Document section:
'''
- Konda Paharpur Location in Uttar Pradesh, India
- Coordinates: 27°04′15″N 79°03′33″E﻿ / ﻿27.07094°N 79.05927°E
- Country: India
- State: Uttar Pradesh
- District: Mainpuri
- Tehsil: Karhal

Area
- • Total: 0.125 km^{2} (0.048 sq mi)

Population (2011)
- • Total: 463
- • Density: 3,700/km^{2} (9,590/sq mi)
- Time zone: UTC+5:30 (IST)
- PIN: 205268

= Konda Paharpur =

Village in Uttar Pradesh, India

Konda Paharpur is a village in Karhal block of Mainpuri district, Uttar Pradesh. As of 2011, it had a population of 463, in 63 households.

== Demographics ==
As of 2011, Konda Paharpur had a population of 463, in 63 households. This population was 54.2% male (251) and 45.8% female (212). The 0-6 age group numbered 90 (45 male and 45 female), or 19.4% of the total population. 35 residents were members of Scheduled Castes, or 7.6% of the total.

The 1961 census recorded Konda Paharpur as comprising 1 hamlet, with a total population of 277 people (127 male and 100 female), in 39 households and 34 physical houses. The area of the village was given as 296 acres.

== Infrastructure ==
As of 2011, Konda Paharpur had 1 primary school; it did not have any kind of healthcare facility. Drinking water was provided by well, hand pump, and tube well; there were no public toilets. The village had a post office but no public library; there was at least some access to electricity for all purposes. Streets were made of pakka materials.
'''
Stored items from a collection:
'''
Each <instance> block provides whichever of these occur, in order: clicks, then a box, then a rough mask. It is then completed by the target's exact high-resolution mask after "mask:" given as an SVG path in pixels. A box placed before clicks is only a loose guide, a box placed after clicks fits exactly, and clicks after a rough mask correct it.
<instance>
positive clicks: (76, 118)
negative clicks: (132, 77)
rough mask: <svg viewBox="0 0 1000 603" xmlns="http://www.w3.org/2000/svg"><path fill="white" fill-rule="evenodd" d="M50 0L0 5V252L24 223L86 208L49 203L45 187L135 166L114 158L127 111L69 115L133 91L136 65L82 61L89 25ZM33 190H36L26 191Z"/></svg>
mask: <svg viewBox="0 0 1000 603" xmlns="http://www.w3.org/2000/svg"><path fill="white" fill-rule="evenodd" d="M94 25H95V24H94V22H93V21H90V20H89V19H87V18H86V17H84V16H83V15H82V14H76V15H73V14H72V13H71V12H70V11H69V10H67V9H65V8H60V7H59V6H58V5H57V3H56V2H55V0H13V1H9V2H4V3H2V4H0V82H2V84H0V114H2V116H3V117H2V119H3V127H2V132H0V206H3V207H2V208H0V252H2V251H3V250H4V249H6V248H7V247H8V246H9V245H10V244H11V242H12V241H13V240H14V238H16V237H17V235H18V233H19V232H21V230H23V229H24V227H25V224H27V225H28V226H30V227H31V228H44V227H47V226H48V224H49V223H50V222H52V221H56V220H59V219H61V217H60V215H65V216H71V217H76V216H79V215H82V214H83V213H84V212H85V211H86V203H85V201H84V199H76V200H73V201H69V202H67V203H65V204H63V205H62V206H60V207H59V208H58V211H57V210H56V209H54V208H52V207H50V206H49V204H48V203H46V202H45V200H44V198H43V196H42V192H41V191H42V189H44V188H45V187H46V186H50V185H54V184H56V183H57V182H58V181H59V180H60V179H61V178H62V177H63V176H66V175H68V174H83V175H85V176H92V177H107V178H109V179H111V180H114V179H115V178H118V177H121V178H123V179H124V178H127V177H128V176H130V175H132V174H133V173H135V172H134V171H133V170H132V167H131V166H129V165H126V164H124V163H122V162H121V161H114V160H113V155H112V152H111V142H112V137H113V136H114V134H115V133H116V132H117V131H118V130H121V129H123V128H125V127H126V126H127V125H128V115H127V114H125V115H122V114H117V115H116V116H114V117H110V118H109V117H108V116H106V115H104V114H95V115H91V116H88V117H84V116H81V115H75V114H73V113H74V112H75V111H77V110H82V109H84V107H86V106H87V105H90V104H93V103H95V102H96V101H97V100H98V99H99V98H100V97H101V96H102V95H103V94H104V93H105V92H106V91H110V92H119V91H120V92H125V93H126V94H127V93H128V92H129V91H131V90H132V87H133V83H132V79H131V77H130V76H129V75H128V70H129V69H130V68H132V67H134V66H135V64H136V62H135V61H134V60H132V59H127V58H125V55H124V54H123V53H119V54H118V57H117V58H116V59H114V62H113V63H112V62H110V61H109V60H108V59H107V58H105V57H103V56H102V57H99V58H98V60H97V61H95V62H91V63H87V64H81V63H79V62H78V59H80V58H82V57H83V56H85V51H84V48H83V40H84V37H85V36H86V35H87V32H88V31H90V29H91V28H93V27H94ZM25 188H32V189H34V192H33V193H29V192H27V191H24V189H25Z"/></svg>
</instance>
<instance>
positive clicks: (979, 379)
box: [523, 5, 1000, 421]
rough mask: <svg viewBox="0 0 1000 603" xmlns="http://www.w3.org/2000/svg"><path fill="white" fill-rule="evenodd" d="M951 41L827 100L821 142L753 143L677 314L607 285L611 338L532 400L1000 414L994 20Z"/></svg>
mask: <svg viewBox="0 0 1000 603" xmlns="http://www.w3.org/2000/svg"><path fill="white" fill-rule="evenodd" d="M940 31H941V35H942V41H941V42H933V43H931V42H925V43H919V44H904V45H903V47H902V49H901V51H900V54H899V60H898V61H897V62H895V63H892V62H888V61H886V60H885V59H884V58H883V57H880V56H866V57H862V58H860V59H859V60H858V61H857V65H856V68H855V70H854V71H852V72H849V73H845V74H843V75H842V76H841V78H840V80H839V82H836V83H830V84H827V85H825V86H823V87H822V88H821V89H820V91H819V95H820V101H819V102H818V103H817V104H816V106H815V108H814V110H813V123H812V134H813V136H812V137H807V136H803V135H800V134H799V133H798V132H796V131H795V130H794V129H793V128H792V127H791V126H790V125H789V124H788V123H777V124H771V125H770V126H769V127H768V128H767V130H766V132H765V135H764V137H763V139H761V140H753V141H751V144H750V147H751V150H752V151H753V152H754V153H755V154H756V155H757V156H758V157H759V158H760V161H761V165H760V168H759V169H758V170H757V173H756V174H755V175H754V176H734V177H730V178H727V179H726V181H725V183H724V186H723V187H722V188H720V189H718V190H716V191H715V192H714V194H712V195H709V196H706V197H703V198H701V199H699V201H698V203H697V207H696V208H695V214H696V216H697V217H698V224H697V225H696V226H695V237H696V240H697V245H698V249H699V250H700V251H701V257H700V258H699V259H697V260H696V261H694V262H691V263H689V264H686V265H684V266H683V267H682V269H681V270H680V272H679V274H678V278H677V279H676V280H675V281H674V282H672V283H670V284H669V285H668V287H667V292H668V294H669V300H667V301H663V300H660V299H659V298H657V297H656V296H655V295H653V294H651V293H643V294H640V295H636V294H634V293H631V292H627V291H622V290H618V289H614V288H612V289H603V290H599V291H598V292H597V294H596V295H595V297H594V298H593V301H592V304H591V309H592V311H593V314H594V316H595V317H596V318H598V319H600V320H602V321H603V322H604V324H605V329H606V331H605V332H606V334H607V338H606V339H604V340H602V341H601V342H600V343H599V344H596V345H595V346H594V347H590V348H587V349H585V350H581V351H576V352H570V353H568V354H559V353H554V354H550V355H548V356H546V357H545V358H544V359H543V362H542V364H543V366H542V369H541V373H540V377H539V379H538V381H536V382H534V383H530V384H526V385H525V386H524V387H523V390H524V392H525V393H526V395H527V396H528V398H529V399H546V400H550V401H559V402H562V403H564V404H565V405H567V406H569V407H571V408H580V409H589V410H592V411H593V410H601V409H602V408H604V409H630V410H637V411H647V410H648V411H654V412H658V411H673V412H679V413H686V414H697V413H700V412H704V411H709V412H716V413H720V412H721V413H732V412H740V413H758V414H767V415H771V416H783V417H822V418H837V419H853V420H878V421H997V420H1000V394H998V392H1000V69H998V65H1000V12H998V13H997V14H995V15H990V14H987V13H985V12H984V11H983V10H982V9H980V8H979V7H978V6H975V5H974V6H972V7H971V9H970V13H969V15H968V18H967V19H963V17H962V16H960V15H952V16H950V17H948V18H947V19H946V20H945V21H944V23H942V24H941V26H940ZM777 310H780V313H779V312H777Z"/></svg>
'''
Task details:
Answer these questions from the Konda Paharpur article:
1. What PIN code is listed for the village?
2. How many residents were members of Scheduled Castes in 2011?
3. How many primary schools did the village have as of 2011?

Finished exercise:
1. 205268
2. 35
3. 1